- **RECORDS PROVIDED**
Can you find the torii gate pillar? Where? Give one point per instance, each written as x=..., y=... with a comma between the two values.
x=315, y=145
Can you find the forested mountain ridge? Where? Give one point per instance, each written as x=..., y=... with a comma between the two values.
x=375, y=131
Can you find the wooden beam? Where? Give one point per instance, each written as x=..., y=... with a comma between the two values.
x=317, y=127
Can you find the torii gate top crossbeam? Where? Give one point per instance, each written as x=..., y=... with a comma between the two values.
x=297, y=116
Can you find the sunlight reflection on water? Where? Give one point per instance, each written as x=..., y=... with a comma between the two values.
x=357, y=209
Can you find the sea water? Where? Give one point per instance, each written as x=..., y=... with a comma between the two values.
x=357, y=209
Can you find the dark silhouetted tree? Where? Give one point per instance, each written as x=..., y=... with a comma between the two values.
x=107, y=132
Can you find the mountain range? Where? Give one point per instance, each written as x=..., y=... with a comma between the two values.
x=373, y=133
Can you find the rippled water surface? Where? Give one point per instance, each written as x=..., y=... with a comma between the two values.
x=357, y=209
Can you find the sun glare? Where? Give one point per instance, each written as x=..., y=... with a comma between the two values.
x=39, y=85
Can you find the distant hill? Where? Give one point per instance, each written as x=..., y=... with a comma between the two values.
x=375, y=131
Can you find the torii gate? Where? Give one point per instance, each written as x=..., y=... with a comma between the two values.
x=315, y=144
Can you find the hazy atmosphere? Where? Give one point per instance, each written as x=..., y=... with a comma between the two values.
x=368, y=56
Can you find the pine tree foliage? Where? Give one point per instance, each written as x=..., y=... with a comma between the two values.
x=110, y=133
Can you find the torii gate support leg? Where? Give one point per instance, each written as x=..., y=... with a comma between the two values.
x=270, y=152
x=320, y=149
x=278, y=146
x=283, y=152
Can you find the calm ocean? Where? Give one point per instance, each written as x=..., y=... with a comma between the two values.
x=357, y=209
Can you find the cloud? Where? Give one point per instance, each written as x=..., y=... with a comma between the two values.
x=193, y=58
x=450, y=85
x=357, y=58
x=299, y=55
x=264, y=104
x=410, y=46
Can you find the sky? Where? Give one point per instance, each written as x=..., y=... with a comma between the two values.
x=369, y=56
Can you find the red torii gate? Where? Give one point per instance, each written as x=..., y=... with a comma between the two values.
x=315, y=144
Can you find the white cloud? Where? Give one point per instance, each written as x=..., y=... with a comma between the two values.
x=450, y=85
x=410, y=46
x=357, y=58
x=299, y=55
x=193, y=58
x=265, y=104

--

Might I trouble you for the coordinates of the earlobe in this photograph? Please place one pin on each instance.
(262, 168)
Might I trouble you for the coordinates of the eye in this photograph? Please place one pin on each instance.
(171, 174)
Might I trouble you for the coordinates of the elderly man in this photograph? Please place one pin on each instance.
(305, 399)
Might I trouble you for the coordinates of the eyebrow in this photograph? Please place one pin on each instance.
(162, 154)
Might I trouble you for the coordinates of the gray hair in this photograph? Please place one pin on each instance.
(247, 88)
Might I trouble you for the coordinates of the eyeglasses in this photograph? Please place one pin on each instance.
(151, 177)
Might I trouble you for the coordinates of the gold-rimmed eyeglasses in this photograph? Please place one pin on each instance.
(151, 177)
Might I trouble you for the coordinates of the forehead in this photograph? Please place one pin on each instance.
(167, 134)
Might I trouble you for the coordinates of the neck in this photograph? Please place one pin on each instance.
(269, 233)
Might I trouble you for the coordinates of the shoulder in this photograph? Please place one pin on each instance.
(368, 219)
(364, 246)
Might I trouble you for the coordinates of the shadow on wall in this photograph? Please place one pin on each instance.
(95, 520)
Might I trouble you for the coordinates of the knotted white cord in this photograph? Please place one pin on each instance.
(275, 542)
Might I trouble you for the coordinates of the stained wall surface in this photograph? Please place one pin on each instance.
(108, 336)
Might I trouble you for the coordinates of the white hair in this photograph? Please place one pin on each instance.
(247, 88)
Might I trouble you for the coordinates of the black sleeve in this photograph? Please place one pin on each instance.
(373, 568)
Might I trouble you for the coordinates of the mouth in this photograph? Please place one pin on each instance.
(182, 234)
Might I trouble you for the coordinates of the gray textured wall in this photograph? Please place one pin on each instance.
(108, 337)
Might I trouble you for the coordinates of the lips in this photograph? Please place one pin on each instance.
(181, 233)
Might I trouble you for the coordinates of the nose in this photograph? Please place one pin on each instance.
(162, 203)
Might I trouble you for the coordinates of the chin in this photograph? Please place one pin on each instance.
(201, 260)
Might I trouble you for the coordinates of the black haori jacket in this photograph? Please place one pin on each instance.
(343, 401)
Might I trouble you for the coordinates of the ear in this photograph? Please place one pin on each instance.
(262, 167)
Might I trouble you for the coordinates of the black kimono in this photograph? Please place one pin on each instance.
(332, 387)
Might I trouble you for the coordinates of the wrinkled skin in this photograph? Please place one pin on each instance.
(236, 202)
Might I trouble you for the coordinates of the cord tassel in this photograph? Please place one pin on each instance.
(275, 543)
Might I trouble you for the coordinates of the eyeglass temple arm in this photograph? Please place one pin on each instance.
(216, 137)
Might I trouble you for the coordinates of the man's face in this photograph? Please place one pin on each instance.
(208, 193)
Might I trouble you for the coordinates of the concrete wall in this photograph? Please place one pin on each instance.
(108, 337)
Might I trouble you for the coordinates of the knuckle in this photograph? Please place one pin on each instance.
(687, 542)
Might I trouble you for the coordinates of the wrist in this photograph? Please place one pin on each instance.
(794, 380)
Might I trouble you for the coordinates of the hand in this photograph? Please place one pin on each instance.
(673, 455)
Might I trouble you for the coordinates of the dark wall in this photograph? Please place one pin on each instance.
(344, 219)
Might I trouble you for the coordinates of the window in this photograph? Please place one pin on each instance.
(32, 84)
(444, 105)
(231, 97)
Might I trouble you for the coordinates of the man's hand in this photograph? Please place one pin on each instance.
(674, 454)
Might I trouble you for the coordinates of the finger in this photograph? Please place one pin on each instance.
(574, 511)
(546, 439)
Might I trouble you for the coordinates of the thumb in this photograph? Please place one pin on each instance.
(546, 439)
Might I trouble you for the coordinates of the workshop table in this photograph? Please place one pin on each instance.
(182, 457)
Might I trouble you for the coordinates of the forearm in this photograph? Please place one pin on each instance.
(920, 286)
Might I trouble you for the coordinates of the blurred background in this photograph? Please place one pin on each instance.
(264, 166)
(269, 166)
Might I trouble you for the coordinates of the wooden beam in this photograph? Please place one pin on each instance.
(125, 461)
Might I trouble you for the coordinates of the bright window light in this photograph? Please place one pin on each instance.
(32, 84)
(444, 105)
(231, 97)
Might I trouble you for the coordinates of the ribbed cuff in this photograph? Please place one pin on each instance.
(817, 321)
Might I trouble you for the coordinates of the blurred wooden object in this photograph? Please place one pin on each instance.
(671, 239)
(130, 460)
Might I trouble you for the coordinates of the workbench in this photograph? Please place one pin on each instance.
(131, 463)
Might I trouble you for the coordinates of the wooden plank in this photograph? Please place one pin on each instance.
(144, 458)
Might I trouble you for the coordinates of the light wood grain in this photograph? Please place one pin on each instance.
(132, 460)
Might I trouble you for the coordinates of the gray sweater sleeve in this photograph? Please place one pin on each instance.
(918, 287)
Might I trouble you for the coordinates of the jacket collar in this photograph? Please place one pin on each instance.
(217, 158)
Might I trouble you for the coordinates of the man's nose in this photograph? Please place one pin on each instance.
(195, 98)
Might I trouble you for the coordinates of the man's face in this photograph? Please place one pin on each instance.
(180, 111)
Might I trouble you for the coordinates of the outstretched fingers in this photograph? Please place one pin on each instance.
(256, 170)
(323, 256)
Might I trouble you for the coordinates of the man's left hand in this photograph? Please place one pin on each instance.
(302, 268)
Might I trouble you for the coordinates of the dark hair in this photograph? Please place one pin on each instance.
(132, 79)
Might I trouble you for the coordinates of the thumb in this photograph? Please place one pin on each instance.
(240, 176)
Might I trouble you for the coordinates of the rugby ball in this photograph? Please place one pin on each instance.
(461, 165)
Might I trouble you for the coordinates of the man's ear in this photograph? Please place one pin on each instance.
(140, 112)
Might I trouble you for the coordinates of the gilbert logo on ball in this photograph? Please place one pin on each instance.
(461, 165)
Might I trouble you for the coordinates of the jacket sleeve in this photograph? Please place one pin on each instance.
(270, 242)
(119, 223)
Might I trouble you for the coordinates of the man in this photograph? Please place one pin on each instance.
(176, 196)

---

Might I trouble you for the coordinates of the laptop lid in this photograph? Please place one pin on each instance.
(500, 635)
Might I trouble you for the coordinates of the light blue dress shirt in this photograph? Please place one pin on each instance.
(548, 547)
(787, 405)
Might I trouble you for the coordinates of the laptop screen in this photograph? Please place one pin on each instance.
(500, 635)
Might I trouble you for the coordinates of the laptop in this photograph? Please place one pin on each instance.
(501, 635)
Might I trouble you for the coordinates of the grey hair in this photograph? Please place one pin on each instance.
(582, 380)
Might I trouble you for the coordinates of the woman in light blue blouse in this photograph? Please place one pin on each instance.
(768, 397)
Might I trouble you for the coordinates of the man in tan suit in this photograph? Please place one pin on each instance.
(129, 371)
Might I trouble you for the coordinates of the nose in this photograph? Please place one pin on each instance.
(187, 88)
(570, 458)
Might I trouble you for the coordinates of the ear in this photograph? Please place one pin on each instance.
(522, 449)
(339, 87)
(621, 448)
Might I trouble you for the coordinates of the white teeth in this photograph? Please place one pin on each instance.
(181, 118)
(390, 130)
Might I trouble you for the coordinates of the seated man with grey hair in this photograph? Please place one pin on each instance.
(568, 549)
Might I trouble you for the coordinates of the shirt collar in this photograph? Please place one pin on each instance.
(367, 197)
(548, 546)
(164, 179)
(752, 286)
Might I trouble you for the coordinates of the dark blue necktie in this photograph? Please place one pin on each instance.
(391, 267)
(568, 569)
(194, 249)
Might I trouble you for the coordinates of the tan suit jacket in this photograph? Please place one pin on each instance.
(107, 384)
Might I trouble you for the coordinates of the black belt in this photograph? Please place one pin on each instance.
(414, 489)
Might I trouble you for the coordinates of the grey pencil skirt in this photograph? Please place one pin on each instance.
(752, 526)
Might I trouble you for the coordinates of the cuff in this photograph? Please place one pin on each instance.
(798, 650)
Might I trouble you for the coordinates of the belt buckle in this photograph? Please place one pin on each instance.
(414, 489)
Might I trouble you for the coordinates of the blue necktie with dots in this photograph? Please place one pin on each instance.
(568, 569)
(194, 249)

- **YOUR GOAL**
Reproduce the records word for word, starting at the line that contains "Can you find the sky?" and ending at the line that contains "x=265, y=104", with both of those lines included.

- **FINISHED ANSWER**
Can you find the sky? Where? Give one point per instance, each written as x=..., y=... with a comma between the two values.
x=369, y=56
Can you find the red torii gate? Where? Give one point per instance, each written as x=..., y=... with a comma between the two values.
x=315, y=144
Can you find the white cloud? Where? Give one point per instance, each written as x=..., y=... with a comma between the two values.
x=450, y=85
x=410, y=46
x=357, y=58
x=299, y=55
x=193, y=58
x=265, y=104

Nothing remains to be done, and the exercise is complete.